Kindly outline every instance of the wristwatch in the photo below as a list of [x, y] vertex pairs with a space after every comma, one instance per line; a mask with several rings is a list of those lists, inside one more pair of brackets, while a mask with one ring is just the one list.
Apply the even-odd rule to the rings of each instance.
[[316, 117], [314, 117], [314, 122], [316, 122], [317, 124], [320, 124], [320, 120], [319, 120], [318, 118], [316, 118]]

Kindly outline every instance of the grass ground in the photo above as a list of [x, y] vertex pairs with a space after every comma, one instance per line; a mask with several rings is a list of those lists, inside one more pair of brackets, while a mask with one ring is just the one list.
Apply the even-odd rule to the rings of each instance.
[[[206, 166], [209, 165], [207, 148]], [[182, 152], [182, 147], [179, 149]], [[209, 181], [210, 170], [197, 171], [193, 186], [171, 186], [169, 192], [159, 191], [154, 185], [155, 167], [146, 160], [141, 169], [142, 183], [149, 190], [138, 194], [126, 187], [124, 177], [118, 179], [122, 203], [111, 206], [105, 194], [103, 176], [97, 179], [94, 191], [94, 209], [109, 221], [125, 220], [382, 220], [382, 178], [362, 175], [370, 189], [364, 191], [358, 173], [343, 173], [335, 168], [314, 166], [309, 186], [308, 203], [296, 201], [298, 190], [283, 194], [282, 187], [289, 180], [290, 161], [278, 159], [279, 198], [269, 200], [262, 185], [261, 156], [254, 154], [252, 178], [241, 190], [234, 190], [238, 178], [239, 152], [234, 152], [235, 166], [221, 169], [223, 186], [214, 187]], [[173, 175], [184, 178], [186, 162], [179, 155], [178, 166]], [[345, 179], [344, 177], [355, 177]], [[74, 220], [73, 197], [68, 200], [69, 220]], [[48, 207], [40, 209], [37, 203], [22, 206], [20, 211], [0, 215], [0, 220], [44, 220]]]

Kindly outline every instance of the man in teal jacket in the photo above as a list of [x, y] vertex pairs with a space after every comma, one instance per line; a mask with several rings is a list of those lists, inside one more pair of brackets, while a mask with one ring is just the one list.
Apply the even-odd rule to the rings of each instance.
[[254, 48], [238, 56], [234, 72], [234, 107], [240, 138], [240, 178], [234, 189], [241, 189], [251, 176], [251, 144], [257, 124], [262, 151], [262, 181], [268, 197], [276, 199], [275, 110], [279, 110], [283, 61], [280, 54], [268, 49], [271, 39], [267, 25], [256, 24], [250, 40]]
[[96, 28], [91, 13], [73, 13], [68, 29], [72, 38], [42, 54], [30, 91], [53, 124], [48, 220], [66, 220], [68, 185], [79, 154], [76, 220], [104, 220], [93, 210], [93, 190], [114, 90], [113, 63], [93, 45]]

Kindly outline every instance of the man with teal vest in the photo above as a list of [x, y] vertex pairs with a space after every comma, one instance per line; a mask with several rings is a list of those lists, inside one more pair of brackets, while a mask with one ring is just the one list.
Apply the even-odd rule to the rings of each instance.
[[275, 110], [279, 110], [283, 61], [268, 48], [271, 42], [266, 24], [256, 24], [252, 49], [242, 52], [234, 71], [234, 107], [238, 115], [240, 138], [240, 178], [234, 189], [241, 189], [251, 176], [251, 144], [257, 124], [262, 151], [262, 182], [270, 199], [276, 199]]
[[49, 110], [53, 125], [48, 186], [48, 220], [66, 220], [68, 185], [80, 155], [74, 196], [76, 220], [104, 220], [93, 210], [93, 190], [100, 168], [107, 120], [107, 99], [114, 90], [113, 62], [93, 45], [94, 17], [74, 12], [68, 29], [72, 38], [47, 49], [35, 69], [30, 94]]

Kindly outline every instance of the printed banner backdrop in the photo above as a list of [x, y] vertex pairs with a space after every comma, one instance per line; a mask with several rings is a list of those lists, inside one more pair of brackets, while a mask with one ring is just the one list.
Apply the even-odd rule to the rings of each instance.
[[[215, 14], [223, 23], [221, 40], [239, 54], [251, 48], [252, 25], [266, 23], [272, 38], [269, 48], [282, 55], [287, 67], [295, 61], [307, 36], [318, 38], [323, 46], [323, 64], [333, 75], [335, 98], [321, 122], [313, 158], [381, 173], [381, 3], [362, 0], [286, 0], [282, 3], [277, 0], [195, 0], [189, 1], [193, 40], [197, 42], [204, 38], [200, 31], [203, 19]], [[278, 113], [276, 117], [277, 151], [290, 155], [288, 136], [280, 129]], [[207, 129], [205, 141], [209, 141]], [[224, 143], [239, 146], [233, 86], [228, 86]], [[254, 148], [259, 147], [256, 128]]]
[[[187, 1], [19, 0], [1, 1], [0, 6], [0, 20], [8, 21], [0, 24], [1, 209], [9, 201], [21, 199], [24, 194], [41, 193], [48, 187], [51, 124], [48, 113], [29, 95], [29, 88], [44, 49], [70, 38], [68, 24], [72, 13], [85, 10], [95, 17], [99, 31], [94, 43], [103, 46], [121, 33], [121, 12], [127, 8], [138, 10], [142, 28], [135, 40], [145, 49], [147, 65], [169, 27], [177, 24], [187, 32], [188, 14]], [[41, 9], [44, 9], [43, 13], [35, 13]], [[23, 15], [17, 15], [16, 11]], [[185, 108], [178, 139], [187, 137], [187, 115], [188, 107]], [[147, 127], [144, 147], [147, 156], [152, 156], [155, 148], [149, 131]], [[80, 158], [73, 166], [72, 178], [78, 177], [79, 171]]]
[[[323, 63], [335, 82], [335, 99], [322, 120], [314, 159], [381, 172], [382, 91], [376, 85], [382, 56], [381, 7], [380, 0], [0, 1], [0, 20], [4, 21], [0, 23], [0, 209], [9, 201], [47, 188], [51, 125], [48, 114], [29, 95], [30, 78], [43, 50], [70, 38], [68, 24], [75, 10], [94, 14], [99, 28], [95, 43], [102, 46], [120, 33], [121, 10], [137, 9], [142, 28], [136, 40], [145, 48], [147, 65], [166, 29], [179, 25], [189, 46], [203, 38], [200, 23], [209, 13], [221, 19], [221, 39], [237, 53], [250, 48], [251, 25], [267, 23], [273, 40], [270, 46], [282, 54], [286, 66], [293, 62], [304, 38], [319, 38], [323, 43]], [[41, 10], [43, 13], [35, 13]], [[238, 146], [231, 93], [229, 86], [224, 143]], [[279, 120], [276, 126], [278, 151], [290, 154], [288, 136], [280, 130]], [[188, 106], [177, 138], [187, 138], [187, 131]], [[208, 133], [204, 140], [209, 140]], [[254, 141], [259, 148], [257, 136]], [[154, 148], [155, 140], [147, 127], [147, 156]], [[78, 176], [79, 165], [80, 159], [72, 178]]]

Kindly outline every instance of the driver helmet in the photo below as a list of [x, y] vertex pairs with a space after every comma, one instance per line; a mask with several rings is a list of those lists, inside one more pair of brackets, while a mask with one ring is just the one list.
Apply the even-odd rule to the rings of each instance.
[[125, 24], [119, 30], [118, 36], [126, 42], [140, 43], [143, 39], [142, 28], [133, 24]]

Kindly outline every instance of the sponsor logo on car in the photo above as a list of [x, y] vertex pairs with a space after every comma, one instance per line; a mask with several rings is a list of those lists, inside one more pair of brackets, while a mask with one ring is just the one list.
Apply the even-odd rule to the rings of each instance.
════════
Challenge
Turn every line of the material above into a numbered list, leaving out the blank lines.

Solution
1. Kindly outline every instance of the wristwatch in the photo below as a list of [x, y] vertex pairs with a space after every comma, one instance per line; a mask with several rings is a list of those lists, inside one more pair of brackets, while a mask with one ring is just the one list.
2. Apply the even-odd rule to the rings of each instance.
3. [[316, 117], [314, 117], [314, 122], [316, 122], [317, 124], [320, 124], [320, 120], [319, 120], [318, 118], [316, 118]]
4. Kindly outline every instance of the grass ground in the photo above as a list of [x, y] vertex pairs with a space after every comma, one instance per line; a mask with several rings is a list of those lists, inside one more pair of brackets, while a mask with one ring is just the one list.
5. Apply the even-odd rule to the rings of each instance.
6. [[[206, 166], [209, 165], [207, 148]], [[182, 152], [182, 147], [179, 149]], [[209, 181], [210, 170], [197, 171], [193, 186], [171, 186], [169, 192], [159, 191], [154, 185], [155, 167], [146, 160], [141, 169], [142, 183], [149, 190], [138, 194], [126, 187], [124, 177], [118, 179], [122, 203], [111, 206], [105, 194], [103, 176], [97, 179], [94, 191], [94, 209], [109, 221], [125, 220], [382, 220], [382, 178], [362, 175], [370, 189], [364, 191], [358, 173], [343, 173], [335, 168], [314, 166], [309, 186], [308, 203], [296, 201], [298, 190], [283, 194], [282, 187], [289, 180], [290, 161], [278, 159], [279, 198], [269, 200], [262, 185], [261, 156], [254, 154], [252, 178], [241, 190], [234, 190], [238, 178], [239, 152], [234, 152], [235, 166], [221, 169], [223, 186], [214, 187]], [[173, 175], [184, 178], [186, 162], [179, 155], [178, 166]], [[345, 179], [344, 177], [355, 177]], [[74, 220], [73, 197], [68, 200], [69, 220]], [[48, 207], [40, 209], [37, 203], [22, 206], [20, 211], [0, 215], [0, 220], [44, 220]]]
7. Kindly outline every instance of the man in teal jacket in the photo above as a list of [x, y] vertex pairs with a space after every comma, one instance per line; a mask with several rings is a list of those lists, inside one more pair of brackets, while a mask with one ring is just the one list.
8. Apply the even-odd rule to the rings of each instance.
9. [[254, 48], [238, 56], [234, 72], [234, 107], [240, 138], [240, 178], [234, 189], [241, 189], [251, 176], [251, 144], [257, 124], [262, 151], [262, 181], [268, 197], [276, 199], [275, 110], [279, 110], [283, 61], [280, 54], [268, 49], [271, 39], [267, 25], [256, 24], [250, 40]]
10. [[96, 28], [91, 13], [73, 13], [68, 29], [72, 38], [42, 54], [30, 91], [53, 124], [48, 220], [66, 220], [68, 185], [79, 154], [76, 220], [104, 220], [93, 210], [93, 190], [114, 90], [113, 63], [93, 45]]
11. Kindly outline every instance of the man with teal vest in the photo above as a list of [x, y] vertex pairs with a space after every comma, one instance per line; a mask with several rings is a list of those lists, inside one more pair of brackets, while a mask with one ring is just the one list.
12. Apply the even-odd rule to the rings of each instance.
13. [[275, 110], [279, 110], [283, 61], [268, 48], [271, 42], [266, 24], [256, 24], [252, 49], [242, 52], [234, 71], [234, 107], [238, 115], [240, 138], [240, 178], [234, 189], [241, 189], [251, 176], [251, 144], [257, 124], [262, 151], [262, 182], [270, 199], [276, 199]]
14. [[49, 110], [53, 125], [48, 186], [48, 220], [66, 220], [68, 185], [80, 155], [74, 196], [76, 220], [104, 220], [93, 210], [93, 190], [100, 168], [107, 120], [107, 99], [114, 90], [113, 62], [93, 45], [94, 17], [74, 12], [68, 29], [72, 38], [47, 49], [35, 69], [30, 94]]
15. Kindly outline every instance of the printed banner backdrop in the photo above as a list of [x, y] vertex pairs with a space after every comma, one instance per line; a mask with several rings is a list of those lists, inside one more pair of brackets, while a mask with one ring is just the one list.
16. Apply the even-odd rule to the rings of each instance.
17. [[[215, 14], [223, 23], [221, 40], [239, 54], [251, 48], [252, 25], [266, 23], [272, 38], [269, 48], [282, 55], [287, 67], [295, 61], [307, 36], [318, 38], [323, 46], [323, 64], [333, 75], [335, 98], [321, 122], [313, 158], [381, 173], [381, 3], [362, 0], [286, 0], [282, 3], [277, 0], [195, 0], [189, 1], [193, 40], [197, 42], [204, 38], [200, 31], [203, 19]], [[278, 113], [276, 117], [277, 151], [290, 155], [288, 136], [280, 129]], [[207, 129], [205, 141], [209, 141]], [[224, 143], [239, 146], [233, 86], [228, 86]], [[254, 148], [259, 147], [256, 128]]]
18. [[[187, 1], [19, 0], [1, 1], [0, 6], [0, 20], [8, 21], [0, 24], [1, 209], [9, 201], [21, 199], [24, 194], [41, 193], [48, 187], [51, 124], [48, 113], [29, 95], [29, 88], [44, 49], [70, 38], [68, 24], [72, 13], [85, 10], [95, 17], [99, 31], [94, 43], [103, 46], [121, 33], [121, 12], [127, 8], [138, 10], [142, 28], [135, 40], [145, 49], [147, 65], [169, 27], [177, 24], [187, 32], [188, 14]], [[41, 9], [44, 9], [43, 13], [35, 13]], [[23, 15], [17, 15], [16, 11]], [[185, 108], [178, 139], [187, 137], [187, 115], [188, 107]], [[147, 127], [144, 147], [147, 156], [152, 156], [155, 148], [149, 131]], [[80, 158], [73, 166], [72, 178], [78, 177], [79, 171]]]
19. [[[323, 63], [335, 82], [335, 99], [322, 120], [314, 159], [381, 172], [382, 91], [376, 85], [382, 56], [381, 7], [380, 0], [0, 1], [0, 20], [4, 21], [0, 23], [0, 209], [9, 201], [47, 188], [51, 125], [48, 114], [29, 95], [30, 78], [43, 50], [70, 38], [68, 24], [75, 10], [94, 14], [99, 28], [95, 43], [102, 46], [120, 33], [121, 10], [137, 9], [142, 28], [136, 40], [145, 48], [147, 65], [166, 29], [179, 25], [189, 46], [203, 38], [200, 23], [209, 13], [221, 19], [221, 39], [237, 53], [250, 48], [251, 25], [267, 23], [273, 40], [270, 46], [282, 54], [286, 66], [293, 62], [304, 38], [319, 38], [323, 43]], [[41, 10], [43, 13], [35, 13]], [[238, 146], [231, 93], [229, 86], [224, 143]], [[279, 120], [276, 126], [278, 151], [290, 154], [288, 136], [280, 130]], [[188, 106], [177, 138], [187, 138], [187, 131]], [[208, 133], [204, 140], [209, 140]], [[254, 141], [259, 148], [257, 136]], [[154, 148], [155, 140], [147, 127], [147, 156]], [[78, 176], [79, 165], [80, 159], [72, 178]]]
20. Kindly outline every instance of the driver helmet in the photo below as a list of [x, y] vertex pairs with a space after every comma, one instance per line; a mask with several rings is a list of those lists, inside one more pair of brackets, while a mask with one ring is just the one list.
21. Apply the even-odd rule to the rings of each instance.
22. [[125, 24], [119, 30], [118, 36], [126, 42], [140, 43], [143, 39], [142, 28], [133, 24]]
23. Kindly outline every instance of the sponsor logo on car in the photo above as a list of [x, y] vertex pairs with a space after every comma, one instance per line; a mask with several rings is a list of those lists, inside one more pair of brackets, while a mask with one ring is just the one list.
24. Apply the even-odd rule to the rings of each instance.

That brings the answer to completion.